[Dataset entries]
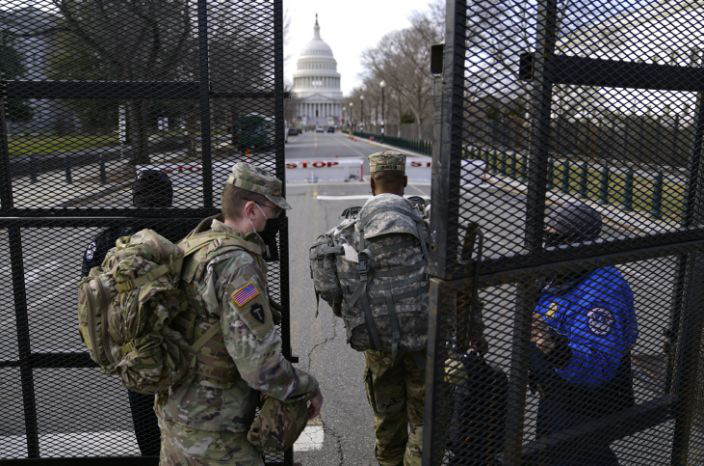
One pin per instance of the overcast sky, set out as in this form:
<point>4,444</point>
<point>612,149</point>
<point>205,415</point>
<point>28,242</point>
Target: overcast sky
<point>347,27</point>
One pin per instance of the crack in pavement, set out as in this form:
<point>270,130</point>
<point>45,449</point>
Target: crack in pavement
<point>324,342</point>
<point>338,440</point>
<point>326,428</point>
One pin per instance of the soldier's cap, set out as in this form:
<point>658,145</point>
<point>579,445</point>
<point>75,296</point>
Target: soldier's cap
<point>252,178</point>
<point>388,160</point>
<point>575,221</point>
<point>152,188</point>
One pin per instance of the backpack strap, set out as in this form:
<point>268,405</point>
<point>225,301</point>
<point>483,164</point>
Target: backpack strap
<point>363,268</point>
<point>153,274</point>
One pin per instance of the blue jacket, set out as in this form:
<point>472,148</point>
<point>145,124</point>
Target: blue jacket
<point>598,323</point>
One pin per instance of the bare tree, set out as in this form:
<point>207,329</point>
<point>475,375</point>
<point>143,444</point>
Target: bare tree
<point>131,41</point>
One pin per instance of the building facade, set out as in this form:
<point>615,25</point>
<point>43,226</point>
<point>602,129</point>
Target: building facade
<point>316,84</point>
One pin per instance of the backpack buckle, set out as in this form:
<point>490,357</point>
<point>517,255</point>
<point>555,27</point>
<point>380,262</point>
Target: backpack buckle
<point>363,269</point>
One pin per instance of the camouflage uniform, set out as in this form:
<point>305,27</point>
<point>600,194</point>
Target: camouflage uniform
<point>205,420</point>
<point>395,387</point>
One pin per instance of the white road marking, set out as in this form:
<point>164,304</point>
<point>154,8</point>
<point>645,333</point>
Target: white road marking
<point>355,197</point>
<point>311,439</point>
<point>66,444</point>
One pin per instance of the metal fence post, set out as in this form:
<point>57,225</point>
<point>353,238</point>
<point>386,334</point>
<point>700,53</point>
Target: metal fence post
<point>103,175</point>
<point>628,191</point>
<point>604,184</point>
<point>583,179</point>
<point>32,169</point>
<point>656,205</point>
<point>67,169</point>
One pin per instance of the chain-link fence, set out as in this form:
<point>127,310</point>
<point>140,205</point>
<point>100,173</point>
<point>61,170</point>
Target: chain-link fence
<point>93,94</point>
<point>590,117</point>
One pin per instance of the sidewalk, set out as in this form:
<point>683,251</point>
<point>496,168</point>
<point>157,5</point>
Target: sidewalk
<point>51,190</point>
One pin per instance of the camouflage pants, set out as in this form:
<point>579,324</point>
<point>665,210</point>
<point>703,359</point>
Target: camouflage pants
<point>183,446</point>
<point>395,390</point>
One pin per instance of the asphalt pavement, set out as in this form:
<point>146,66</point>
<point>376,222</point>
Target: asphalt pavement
<point>73,403</point>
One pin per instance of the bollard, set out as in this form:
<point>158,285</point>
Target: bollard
<point>103,175</point>
<point>67,169</point>
<point>583,179</point>
<point>628,191</point>
<point>565,176</point>
<point>604,185</point>
<point>32,170</point>
<point>656,207</point>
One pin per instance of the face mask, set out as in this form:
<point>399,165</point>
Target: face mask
<point>553,239</point>
<point>268,235</point>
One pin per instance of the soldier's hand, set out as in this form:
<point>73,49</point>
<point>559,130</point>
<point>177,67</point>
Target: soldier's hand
<point>316,403</point>
<point>540,335</point>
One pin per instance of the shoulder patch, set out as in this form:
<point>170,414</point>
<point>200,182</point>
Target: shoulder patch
<point>600,321</point>
<point>90,251</point>
<point>552,310</point>
<point>241,296</point>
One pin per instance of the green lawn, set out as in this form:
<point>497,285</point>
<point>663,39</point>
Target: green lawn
<point>25,145</point>
<point>642,199</point>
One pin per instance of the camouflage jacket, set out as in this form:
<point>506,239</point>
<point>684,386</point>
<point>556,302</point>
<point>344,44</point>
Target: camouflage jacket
<point>232,292</point>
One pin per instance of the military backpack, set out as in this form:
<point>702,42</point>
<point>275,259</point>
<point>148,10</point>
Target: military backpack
<point>136,316</point>
<point>372,271</point>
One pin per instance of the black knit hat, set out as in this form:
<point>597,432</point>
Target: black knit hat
<point>575,221</point>
<point>152,188</point>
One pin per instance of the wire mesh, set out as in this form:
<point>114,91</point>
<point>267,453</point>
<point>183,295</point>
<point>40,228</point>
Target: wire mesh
<point>594,337</point>
<point>100,100</point>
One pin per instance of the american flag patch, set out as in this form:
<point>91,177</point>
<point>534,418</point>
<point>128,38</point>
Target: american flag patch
<point>242,296</point>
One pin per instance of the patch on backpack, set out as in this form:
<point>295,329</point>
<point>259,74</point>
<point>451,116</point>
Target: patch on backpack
<point>600,321</point>
<point>257,312</point>
<point>242,296</point>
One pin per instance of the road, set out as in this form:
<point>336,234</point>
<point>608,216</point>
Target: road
<point>80,404</point>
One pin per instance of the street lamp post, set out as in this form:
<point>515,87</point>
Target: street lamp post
<point>361,103</point>
<point>382,84</point>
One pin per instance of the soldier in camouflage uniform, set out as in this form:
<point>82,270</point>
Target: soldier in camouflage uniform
<point>205,420</point>
<point>395,386</point>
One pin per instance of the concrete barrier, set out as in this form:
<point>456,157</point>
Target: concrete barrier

Assignment: Taking the entries above, write out exactly each line from the one holding "Target: military backpack" to the one holding "<point>267,453</point>", both included, and stop there.

Response:
Target: military backpack
<point>136,316</point>
<point>372,271</point>
One pin per instance of the black knit hat, set out as in this form:
<point>597,432</point>
Target: black knit hat
<point>575,221</point>
<point>152,188</point>
One pin per instance of the wire mesh, set out as in this form:
<point>114,91</point>
<point>267,453</point>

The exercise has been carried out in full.